[begin Records]
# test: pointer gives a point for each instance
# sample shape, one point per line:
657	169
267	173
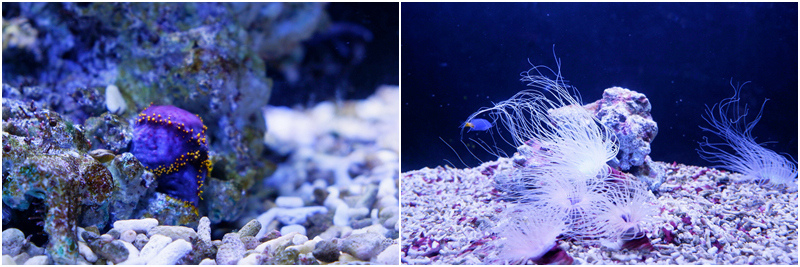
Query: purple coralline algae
171	143
627	113
46	166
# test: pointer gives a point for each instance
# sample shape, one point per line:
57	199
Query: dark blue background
459	57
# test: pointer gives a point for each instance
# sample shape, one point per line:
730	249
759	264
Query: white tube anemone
749	158
576	143
628	204
528	232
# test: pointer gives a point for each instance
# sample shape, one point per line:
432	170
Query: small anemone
739	152
628	204
528	232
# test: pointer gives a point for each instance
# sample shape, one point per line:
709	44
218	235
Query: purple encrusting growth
171	143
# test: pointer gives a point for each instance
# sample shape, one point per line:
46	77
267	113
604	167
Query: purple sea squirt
171	143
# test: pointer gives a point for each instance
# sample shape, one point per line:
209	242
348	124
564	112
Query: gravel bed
704	218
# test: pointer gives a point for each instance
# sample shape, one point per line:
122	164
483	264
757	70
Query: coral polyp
171	143
747	157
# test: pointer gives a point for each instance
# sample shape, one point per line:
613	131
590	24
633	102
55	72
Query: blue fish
477	125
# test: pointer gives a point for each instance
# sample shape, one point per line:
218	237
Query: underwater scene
599	133
200	133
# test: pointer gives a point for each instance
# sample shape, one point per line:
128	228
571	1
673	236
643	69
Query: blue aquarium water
459	57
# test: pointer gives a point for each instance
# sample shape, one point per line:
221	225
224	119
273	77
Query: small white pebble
156	244
294	228
115	103
86	252
252	259
138	225
289	202
299	239
172	253
207	261
128	236
106	238
37	260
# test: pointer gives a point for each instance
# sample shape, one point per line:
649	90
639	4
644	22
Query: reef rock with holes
627	112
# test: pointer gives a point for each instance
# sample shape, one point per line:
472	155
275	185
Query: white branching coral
739	151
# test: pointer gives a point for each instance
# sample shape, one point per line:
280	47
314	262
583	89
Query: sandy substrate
448	217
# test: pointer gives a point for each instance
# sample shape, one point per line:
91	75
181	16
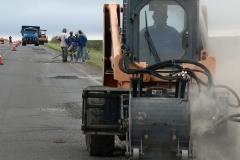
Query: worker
81	41
71	45
63	37
166	39
10	39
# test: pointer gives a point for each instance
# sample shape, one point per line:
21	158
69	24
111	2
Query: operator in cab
165	39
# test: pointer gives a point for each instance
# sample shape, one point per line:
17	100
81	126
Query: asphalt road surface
40	105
[end Records]
Goal of the exercise: Leaving out the pictures, repeat the data above exactly.

Output of the exercise:
# test: pointer gives a point for each instance
# sample shape, one point per line:
657	169
267	173
Query: purple coralline algae
171	143
627	113
46	166
# test: pointer gives a point for each instance
# sample shape, one point per line:
57	199
Query: dark blue background
459	57
# test: pointer gives a point for each instance
# sample shape, one point per line:
730	249
759	264
Query: white tube anemone
749	158
576	143
628	204
528	232
# test: pointer gives a point for each instance
# sample shape, one point per line:
432	170
Query: small anemone
739	152
628	204
528	232
# test: pointer gives a point for each instance
# sample shape, one point per line:
709	44
218	235
Query: purple encrusting growth
171	143
# test: pointer gives a point for each instance
# sample shape, one point per line:
46	77
267	113
604	167
Query: purple sea squirt
171	143
# test: pointer gives a point for each instance
# sample shape, one point per line:
209	242
348	124
564	112
Query: gravel bed
704	218
# test: pointer gives a point for each instance
# sample shape, one point per line:
122	164
483	264
757	70
Query: coral polyp
171	143
747	157
# test: pointer gives a point for each instance
# sample shape, one point per line:
613	131
590	24
633	102
55	72
Query: blue fish
477	125
# test: pointer gives a point for each instance
# sample shape, one point per line:
218	237
Query: underwater scene
599	133
200	133
# test: pointer gives a point for each instance
# sample shape, one point per line:
128	228
571	1
673	236
643	69
Query: blue aquarium water
459	57
# test: pointer gives a point for each instance
# sample shape, one point per line:
221	225
224	119
273	77
Query: small white pebble
156	244
294	228
115	103
86	252
252	259
138	225
289	202
299	239
172	253
207	261
128	236
106	238
37	260
# test: pointer gives a point for each instance
# sample shape, one point per line:
649	90
639	4
644	22
Query: reef rock with holes
627	112
# test: pointer gives a point for each instance
# sample shape, one point per line:
472	155
275	185
Query: white branching coral
739	151
# test: pointer gives a point for each instance
# sample shape, one point per line:
280	47
314	262
583	89
Query: sandy substrate
448	217
# test: pointer gives a point for each instance
# sample shape, one point per line:
91	75
181	16
Query: worker
81	41
71	45
63	37
166	39
10	39
# test: pointer gives a point for each instance
# sample shape, one point per line:
21	158
69	24
111	2
Query: operator in cab
165	39
# test: pointer gives a point for each instance
# sample shape, one point per line:
17	100
81	126
Query: asphalt road surface
40	105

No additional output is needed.